EXTRACTED RECORDS:
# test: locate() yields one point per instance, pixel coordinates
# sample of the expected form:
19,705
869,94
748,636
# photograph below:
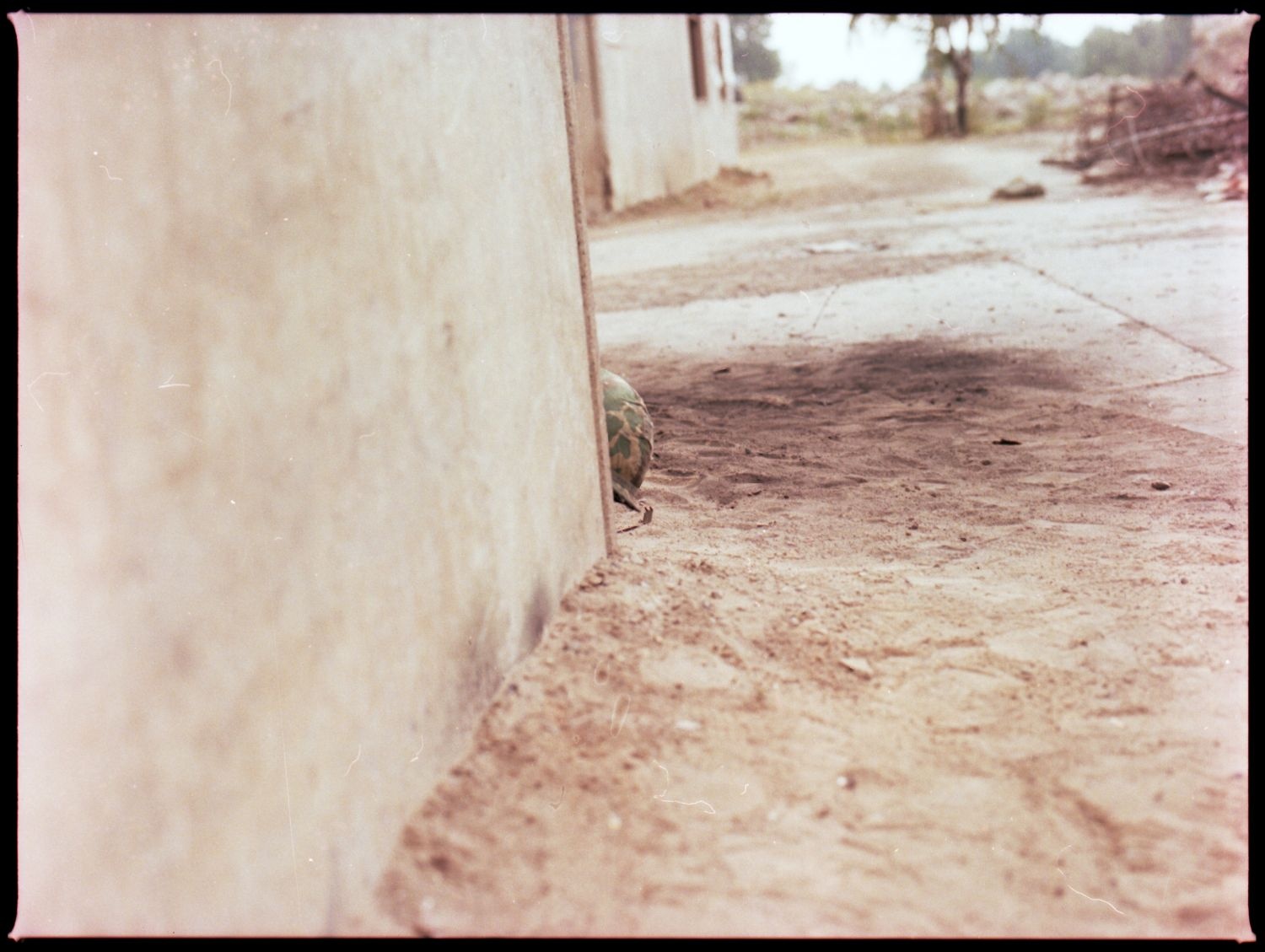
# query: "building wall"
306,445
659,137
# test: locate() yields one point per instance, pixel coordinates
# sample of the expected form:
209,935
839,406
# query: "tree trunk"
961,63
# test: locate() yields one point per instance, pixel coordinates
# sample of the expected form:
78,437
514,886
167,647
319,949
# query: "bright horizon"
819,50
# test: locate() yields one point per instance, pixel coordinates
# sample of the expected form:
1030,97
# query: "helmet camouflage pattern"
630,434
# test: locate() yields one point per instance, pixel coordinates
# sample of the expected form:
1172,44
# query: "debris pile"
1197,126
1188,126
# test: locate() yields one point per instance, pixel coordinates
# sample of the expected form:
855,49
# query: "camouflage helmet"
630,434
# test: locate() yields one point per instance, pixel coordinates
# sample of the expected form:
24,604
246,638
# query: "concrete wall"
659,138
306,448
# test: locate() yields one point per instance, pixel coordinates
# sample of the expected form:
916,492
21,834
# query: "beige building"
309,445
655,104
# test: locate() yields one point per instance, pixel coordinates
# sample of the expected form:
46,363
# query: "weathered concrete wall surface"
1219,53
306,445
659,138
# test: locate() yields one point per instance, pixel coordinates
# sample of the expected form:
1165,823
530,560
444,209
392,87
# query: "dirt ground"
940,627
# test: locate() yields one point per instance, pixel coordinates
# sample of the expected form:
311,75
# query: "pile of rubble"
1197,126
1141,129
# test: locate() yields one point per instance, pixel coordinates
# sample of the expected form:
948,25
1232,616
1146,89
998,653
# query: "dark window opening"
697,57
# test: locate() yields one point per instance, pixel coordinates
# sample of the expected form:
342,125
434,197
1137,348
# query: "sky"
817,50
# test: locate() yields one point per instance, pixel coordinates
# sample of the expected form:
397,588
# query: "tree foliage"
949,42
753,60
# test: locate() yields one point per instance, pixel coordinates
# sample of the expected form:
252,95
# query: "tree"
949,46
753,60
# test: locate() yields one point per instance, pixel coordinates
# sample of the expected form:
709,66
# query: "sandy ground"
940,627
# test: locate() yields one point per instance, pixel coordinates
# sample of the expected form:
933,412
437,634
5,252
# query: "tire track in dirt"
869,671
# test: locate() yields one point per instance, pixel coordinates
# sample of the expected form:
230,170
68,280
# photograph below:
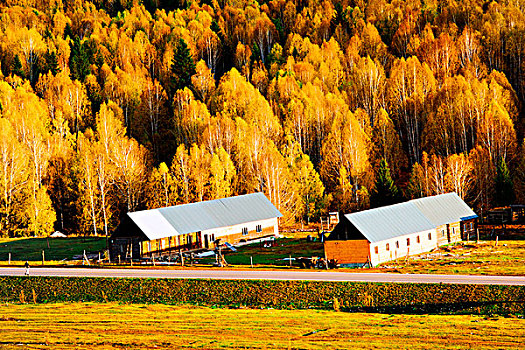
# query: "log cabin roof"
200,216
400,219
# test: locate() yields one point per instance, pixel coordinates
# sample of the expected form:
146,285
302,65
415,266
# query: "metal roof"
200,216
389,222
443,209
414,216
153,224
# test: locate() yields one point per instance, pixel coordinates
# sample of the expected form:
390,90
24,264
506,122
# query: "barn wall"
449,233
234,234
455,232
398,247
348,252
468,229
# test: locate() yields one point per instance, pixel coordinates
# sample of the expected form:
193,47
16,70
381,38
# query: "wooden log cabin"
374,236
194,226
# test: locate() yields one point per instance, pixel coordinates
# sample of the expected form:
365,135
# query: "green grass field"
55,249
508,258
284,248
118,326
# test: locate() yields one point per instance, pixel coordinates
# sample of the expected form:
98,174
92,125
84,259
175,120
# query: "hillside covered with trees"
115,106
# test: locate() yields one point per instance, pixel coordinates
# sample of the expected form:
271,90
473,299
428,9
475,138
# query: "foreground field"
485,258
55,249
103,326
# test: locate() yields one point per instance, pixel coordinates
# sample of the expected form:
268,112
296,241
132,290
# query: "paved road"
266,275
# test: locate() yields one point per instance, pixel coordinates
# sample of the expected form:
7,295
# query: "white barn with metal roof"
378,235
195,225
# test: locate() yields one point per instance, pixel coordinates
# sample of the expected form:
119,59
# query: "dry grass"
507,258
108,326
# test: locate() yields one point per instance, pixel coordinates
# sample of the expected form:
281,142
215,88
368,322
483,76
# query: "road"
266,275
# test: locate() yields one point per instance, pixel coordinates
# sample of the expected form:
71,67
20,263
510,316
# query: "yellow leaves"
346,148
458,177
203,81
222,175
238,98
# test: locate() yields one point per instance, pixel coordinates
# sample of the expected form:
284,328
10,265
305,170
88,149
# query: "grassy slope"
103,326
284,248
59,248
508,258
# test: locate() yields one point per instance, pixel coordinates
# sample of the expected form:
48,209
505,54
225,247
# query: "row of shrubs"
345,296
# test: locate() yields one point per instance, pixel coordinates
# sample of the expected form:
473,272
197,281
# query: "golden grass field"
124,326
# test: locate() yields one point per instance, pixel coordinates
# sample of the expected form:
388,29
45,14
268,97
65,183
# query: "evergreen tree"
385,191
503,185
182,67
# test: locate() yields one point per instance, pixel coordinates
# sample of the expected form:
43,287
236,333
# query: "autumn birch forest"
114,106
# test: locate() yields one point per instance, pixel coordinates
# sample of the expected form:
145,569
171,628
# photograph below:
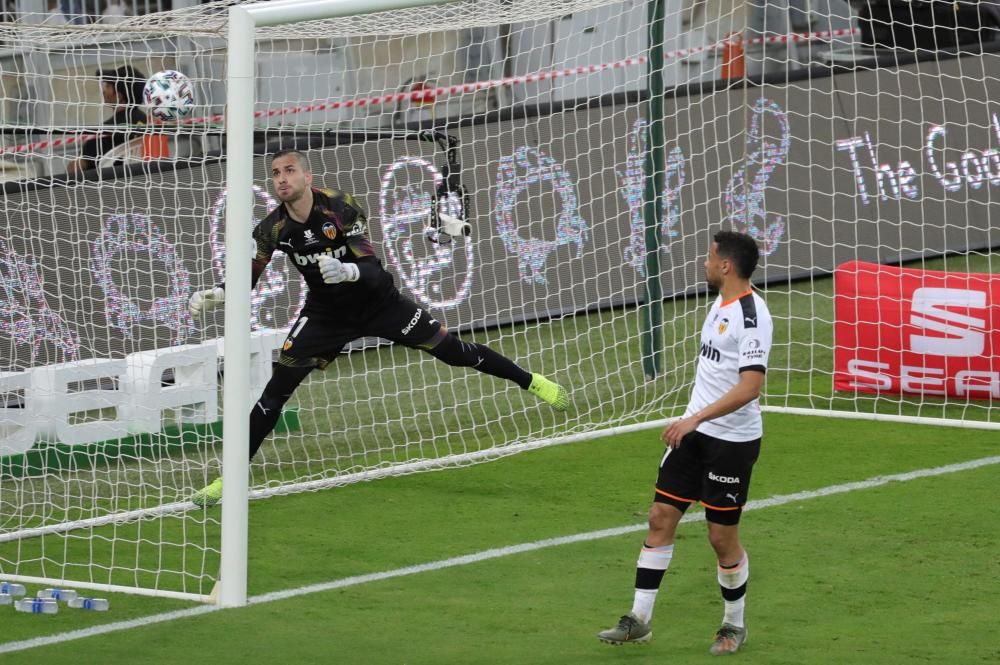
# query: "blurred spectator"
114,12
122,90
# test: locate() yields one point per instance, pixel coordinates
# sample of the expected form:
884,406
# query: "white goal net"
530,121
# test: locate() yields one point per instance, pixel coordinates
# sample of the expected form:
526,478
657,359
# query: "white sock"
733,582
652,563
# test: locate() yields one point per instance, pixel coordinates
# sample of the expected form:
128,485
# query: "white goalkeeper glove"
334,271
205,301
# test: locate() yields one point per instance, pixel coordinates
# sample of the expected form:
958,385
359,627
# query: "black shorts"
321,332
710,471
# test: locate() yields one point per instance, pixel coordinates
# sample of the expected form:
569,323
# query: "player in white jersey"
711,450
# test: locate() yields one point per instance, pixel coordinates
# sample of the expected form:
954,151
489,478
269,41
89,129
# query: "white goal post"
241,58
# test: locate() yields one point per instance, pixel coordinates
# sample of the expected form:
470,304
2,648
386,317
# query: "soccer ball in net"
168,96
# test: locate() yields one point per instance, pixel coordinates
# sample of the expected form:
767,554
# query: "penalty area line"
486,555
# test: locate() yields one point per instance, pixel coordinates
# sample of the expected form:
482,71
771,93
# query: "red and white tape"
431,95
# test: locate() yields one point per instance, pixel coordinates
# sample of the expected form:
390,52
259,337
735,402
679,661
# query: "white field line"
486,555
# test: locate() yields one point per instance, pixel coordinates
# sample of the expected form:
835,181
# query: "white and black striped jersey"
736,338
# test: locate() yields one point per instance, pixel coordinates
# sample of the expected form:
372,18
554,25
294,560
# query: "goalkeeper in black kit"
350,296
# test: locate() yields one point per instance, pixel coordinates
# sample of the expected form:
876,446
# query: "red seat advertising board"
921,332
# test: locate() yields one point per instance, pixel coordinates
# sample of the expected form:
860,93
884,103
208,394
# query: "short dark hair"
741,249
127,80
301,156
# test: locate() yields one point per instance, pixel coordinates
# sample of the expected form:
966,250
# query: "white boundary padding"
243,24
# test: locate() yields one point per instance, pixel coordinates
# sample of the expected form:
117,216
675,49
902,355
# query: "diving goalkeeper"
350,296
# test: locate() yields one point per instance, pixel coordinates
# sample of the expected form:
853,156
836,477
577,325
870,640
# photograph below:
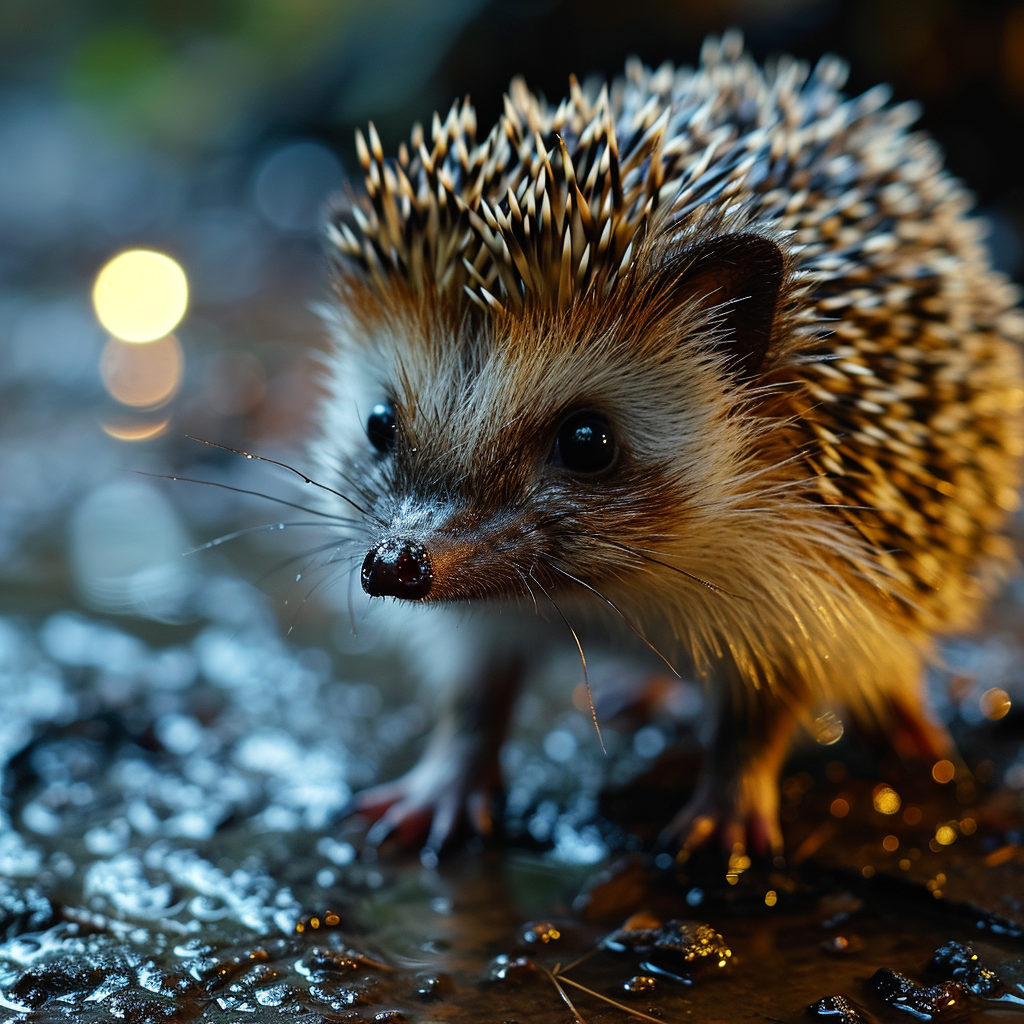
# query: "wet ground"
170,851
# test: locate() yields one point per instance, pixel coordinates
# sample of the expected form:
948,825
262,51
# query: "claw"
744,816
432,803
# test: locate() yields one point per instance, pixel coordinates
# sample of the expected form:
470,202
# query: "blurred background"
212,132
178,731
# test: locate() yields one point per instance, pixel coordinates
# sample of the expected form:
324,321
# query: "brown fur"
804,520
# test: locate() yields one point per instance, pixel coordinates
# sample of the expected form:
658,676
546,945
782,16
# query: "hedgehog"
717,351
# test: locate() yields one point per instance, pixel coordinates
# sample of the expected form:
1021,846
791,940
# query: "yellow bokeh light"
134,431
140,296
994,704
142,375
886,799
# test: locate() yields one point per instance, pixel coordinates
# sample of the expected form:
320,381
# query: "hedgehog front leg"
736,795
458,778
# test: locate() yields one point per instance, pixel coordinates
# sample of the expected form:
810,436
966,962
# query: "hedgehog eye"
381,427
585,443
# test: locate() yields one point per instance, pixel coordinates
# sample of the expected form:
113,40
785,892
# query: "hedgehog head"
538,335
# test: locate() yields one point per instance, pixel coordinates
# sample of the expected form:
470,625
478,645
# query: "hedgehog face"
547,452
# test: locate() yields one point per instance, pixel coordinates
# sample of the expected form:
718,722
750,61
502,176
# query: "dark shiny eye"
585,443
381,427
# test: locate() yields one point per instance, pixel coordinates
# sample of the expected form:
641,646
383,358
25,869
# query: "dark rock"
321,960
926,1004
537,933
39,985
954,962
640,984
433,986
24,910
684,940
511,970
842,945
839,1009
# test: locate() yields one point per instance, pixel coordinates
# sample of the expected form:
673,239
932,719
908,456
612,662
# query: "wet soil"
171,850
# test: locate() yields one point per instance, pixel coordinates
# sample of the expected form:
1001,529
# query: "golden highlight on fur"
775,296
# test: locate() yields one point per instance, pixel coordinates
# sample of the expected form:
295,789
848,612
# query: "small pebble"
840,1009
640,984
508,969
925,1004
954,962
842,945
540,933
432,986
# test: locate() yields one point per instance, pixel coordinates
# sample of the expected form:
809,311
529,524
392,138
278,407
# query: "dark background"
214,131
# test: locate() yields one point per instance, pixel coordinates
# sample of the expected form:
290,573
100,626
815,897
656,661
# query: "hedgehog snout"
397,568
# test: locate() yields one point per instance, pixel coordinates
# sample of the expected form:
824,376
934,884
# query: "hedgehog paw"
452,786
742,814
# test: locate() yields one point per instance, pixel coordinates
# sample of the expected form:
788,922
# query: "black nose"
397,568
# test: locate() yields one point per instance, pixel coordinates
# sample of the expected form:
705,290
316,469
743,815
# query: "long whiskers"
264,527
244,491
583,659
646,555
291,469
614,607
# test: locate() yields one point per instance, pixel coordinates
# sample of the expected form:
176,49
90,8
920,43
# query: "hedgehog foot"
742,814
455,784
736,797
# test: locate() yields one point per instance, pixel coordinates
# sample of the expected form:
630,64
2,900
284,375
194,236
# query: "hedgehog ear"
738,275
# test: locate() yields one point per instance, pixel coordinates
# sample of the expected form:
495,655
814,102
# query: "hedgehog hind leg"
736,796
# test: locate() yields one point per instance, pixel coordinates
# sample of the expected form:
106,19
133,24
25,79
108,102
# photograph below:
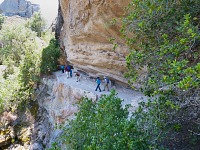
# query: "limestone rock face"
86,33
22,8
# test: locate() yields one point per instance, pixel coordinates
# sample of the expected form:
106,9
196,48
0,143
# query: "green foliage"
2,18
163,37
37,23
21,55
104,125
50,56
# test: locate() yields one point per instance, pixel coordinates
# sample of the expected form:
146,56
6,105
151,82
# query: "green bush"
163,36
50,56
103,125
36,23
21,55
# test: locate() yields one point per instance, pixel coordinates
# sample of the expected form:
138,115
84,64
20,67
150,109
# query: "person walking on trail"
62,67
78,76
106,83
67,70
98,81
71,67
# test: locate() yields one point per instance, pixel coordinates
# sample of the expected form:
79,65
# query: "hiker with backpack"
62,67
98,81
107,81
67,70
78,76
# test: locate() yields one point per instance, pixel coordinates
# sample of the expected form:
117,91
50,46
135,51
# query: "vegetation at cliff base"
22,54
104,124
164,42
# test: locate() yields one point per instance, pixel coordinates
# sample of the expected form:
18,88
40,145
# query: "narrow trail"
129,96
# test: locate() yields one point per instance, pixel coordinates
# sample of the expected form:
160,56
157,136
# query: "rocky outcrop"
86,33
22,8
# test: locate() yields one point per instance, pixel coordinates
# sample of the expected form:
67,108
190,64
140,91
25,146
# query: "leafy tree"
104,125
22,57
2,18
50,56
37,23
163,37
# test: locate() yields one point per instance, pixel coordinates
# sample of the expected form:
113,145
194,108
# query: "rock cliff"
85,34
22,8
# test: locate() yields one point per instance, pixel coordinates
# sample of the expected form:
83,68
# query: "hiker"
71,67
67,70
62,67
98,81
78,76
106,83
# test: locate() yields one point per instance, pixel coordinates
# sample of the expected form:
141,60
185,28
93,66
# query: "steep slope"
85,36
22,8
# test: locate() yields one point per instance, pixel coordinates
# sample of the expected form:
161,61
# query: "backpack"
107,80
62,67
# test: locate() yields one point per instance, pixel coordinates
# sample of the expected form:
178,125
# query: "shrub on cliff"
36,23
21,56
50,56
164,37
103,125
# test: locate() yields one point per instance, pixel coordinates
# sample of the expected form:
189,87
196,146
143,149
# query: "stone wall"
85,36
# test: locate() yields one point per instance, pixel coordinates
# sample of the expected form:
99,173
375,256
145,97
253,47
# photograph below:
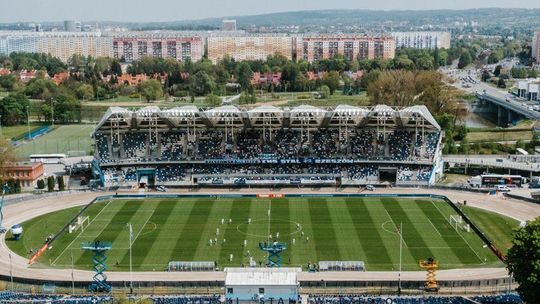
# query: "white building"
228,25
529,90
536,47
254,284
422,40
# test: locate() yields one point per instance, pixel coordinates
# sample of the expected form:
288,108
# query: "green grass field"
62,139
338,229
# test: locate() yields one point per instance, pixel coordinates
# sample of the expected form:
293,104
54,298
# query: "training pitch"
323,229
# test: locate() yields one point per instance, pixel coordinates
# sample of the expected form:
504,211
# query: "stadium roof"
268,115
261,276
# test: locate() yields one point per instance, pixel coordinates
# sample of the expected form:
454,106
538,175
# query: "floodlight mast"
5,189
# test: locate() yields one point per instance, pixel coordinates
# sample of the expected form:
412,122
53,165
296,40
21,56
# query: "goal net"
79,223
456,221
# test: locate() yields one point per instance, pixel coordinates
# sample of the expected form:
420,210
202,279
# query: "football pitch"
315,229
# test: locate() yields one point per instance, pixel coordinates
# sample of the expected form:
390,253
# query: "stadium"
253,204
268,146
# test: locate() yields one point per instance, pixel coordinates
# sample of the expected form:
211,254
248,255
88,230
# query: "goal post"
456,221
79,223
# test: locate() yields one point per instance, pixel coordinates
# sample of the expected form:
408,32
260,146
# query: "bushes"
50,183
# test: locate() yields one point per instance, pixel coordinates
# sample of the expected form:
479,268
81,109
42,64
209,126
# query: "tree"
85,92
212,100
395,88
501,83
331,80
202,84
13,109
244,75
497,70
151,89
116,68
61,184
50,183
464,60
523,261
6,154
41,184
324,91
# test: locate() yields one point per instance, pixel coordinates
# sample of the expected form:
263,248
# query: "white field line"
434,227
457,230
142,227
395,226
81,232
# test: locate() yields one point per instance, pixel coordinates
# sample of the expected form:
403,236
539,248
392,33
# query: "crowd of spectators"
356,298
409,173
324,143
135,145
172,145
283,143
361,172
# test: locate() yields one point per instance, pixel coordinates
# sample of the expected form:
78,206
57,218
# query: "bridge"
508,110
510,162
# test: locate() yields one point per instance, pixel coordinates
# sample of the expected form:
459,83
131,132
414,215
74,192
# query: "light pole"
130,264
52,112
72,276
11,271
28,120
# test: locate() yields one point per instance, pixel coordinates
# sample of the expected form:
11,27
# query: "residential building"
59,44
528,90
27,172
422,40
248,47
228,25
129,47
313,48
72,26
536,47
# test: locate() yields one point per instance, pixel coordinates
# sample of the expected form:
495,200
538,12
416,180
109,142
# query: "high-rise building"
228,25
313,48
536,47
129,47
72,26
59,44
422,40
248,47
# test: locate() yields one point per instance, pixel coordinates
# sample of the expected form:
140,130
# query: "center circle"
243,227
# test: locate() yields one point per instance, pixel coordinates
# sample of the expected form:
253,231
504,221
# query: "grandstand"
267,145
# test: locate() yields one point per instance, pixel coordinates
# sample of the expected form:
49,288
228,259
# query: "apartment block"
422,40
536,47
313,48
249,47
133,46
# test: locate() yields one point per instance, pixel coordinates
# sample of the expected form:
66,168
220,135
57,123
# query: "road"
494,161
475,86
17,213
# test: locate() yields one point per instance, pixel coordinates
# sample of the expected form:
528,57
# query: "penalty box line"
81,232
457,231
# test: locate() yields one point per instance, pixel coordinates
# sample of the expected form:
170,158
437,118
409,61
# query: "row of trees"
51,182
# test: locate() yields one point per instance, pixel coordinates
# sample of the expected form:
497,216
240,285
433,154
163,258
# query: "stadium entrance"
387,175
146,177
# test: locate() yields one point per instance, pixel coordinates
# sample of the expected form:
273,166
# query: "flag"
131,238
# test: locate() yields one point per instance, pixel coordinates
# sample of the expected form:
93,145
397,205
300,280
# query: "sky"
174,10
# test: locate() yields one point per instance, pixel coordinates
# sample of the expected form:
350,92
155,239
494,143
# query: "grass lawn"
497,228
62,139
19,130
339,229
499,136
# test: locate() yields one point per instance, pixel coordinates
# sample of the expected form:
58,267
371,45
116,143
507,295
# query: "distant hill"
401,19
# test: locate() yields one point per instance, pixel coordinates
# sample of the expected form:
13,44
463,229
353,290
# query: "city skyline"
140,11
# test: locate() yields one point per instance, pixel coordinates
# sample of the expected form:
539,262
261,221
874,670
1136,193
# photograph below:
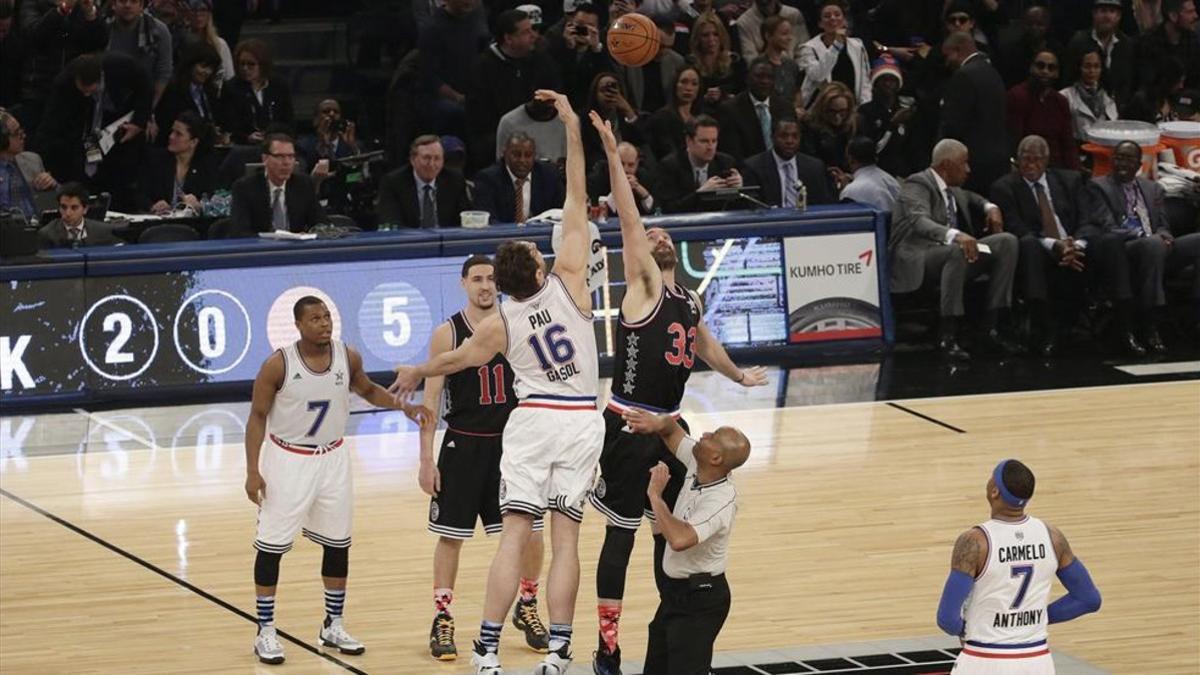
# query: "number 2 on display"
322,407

EXERCISE:
Count the lines in the records above that contain the word "pile", and give only the number.

REPLY:
2